Short exercise
Retype the records below, starting with the line that contains "Using the image provided, box the cloud." and going on through the line that contains "xmin=0 ymin=0 xmax=239 ymax=73". Leave out any pictures.

Dataset content
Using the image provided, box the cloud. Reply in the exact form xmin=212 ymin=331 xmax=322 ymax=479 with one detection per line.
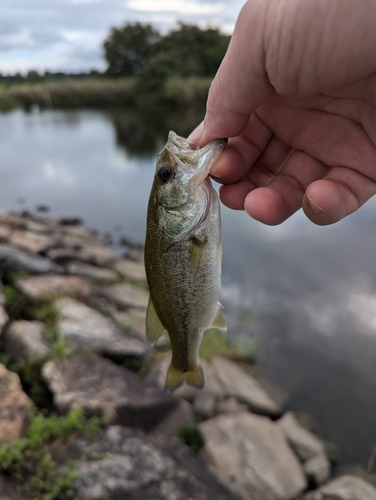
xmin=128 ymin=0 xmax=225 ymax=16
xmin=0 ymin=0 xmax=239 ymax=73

==

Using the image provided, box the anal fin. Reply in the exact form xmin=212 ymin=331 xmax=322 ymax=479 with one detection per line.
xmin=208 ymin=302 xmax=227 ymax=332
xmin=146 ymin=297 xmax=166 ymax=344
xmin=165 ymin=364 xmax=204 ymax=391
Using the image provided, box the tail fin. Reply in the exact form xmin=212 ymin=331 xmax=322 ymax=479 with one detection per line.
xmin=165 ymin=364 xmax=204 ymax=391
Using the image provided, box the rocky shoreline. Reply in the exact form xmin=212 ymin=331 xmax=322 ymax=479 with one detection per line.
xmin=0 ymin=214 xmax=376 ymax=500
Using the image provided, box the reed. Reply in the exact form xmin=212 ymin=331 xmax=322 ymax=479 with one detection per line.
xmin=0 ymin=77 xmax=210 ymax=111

Expected output
Using the image provided, box the cloud. Reply in the exact form xmin=212 ymin=331 xmax=322 ymax=479 with one detection per line.
xmin=128 ymin=0 xmax=225 ymax=16
xmin=0 ymin=0 xmax=239 ymax=73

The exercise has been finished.